◆ Directions ◆
Extract from the material below each line that contains the string "tree", copying every such line whole. Treat the match as case-sensitive.

◆ Stored records ◆
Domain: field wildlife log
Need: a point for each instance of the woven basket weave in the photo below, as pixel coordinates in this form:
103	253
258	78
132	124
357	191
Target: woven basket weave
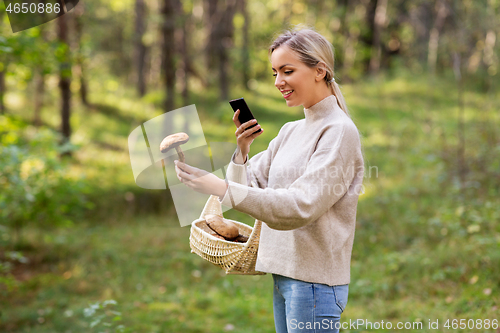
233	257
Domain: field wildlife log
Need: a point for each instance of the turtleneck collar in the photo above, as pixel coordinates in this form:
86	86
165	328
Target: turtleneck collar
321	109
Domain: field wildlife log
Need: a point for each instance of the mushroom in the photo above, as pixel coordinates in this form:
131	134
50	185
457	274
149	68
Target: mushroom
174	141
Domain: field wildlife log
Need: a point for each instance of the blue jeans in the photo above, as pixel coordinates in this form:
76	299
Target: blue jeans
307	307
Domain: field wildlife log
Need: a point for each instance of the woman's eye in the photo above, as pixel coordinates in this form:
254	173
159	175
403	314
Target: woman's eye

--

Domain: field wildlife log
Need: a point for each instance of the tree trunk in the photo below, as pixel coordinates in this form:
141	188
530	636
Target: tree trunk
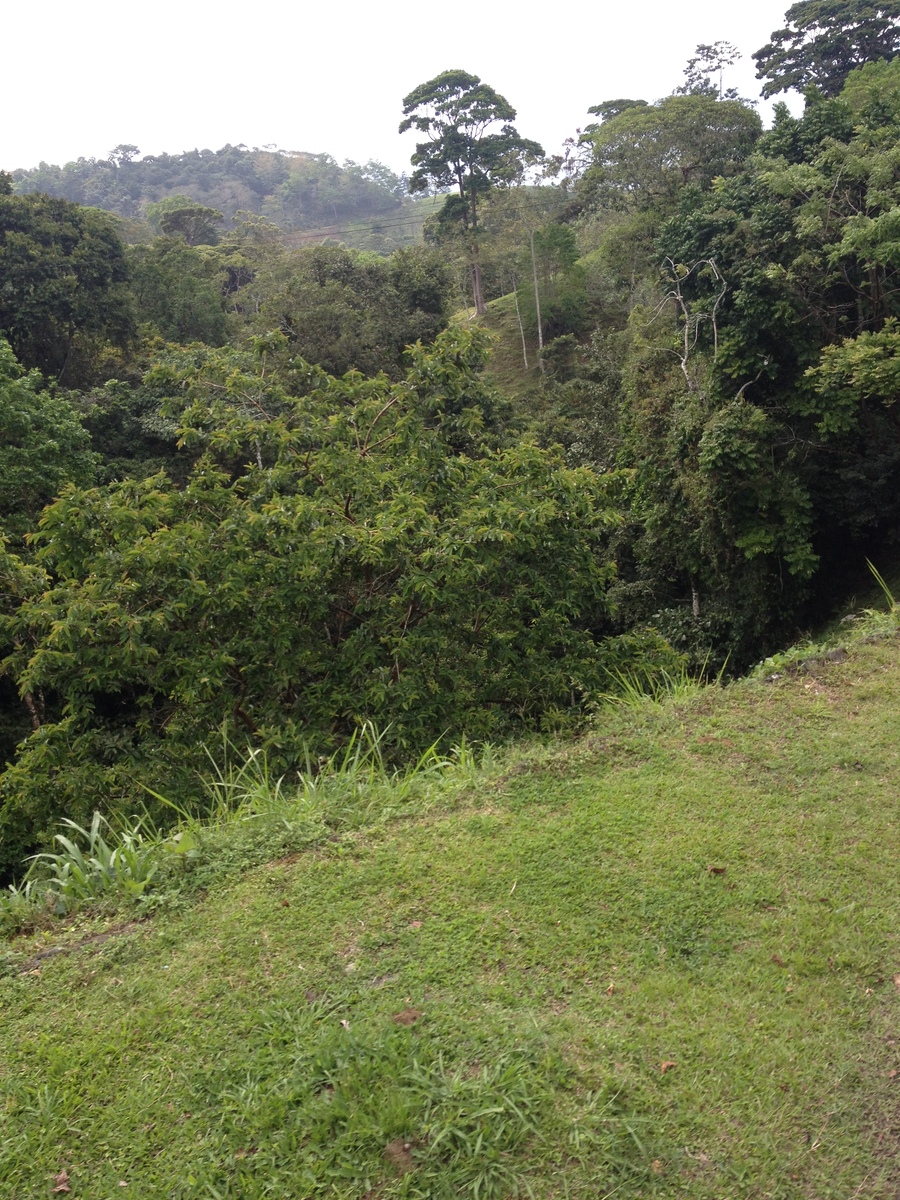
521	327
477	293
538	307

◆ Output of the exercise ◆
Need: a point for each instance of the tree trunk in the photo below, as pixel coordinates in this form:
Target: tree trunk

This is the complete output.